**SUPPLIED TEXT:**
Exhibit 10.4
AUDACY ACQUISITION EQUITY COMPENSATION PLAN
As Amended and Restated
1. Purpose of Plan. This Audacy Acquisition Equity Compensation Plan (the “Plan”) was assumed by Audacy Inc., a Pennsylvania corporation (the “Company”) in connection with the merger of QL Gaming Group, LLC (formerly RotoQL, Inc.) and a merger subsidiary of the Company. The Plan is designed to offer employees, directors, Consultants (as hereinafter defined) and Non-Employee Directors (as hereinafter defined) of the Company and its Affiliates (as hereinafter defined) as may be selected in the sole discretion of the Committee (or, in the absence of the Committee, the Board) a greater stake and closer identity with the Company and its Affiliates through Awards (each, as hereinafter defined). The Plan is intended to advance the best interests of the Company by providing those persons who have a substantial responsibility for the management and growth of the Company and its Affiliates with additional incentives by allowing them to acquire an ownership interest in the Company and thereby encouraging such persons to continue to remain employed by, or in the service of, and increase the value of, the Company or its Affiliates. The availability and offering of the Awards under the Plan also increases the Company’s ability to attract and retain individuals of exceptional managerial talent upon whom, in large measure, the sustained progress, growth and profitability of the Company and its Affiliates depends.

**ENTRIES:**
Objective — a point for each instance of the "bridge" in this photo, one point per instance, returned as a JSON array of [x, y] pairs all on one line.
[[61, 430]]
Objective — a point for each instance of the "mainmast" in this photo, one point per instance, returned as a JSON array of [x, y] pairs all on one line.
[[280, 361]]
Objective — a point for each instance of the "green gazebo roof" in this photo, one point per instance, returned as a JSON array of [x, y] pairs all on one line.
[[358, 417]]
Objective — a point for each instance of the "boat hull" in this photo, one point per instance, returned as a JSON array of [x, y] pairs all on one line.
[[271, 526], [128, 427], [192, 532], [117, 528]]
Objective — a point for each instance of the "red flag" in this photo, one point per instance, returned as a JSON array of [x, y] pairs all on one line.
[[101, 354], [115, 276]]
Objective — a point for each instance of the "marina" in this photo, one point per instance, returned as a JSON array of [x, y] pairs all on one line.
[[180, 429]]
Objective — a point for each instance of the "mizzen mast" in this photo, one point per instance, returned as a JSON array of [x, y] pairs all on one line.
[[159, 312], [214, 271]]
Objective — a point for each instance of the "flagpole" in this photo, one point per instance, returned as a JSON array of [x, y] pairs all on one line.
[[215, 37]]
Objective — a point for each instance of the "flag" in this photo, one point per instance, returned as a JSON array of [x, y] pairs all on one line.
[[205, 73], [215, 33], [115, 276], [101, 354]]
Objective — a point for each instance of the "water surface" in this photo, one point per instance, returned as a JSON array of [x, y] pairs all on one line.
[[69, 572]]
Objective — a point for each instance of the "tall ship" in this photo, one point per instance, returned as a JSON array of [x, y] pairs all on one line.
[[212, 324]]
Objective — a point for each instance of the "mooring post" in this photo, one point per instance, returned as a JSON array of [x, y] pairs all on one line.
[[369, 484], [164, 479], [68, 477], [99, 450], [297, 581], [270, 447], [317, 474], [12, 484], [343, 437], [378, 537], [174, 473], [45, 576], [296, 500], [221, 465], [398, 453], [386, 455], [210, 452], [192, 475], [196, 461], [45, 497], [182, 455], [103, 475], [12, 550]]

==

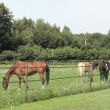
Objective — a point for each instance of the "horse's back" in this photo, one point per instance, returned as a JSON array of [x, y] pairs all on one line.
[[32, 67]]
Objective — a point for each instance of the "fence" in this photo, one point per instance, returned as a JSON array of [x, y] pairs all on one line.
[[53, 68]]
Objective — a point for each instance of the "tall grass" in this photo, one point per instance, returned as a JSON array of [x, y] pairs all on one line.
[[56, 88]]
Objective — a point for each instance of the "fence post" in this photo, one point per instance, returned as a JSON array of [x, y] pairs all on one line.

**WHAT TO WORK ON:**
**A.** Extract every line of the records that contains the string "tall", treating case as significant.
**B.** Carry on the equity compensation plan from its final sentence.
The equity compensation plan and the records are unrelated to each other.

**SOLVED TASKS:**
**A.**
Objective — a point for each instance of the "tall ship" in this photo, one point per instance, returned as a JSON array of [x, y] pairs all on one line.
Objective — a point for each instance of the "tall grass" in this photo, one point per instance, returned as a JSON array of [x, y] pairs all on one line.

**B.**
2. Definitions. Certain terms used in the Plan have the meanings set forth below:
“Affiliate” means any “parent” or “majority-owned subsidiary” of the Company, as such terms are defined in Rule 405 of the Securities Act. The Committee shall have the authority to determine the time or times at which “parent” or “majority-owned subsidiary” status is determined within the foregoing definition.
“Award” means a grant or sale, as applicable, of an Incentive Stock Option, a Non- Qualified Option, SAR, Restricted Stock or shares of Common Stock to a Participant under the terms of this Plan. Each such Award shall be made pursuant to the terms of an award agreement (the “Award Agreement”) between the Company and the Participant which will specify the terms of such Award, including, without limitation, the vesting requirements, if any, applicable to such Award.
“Board” means the Company’s board of directors.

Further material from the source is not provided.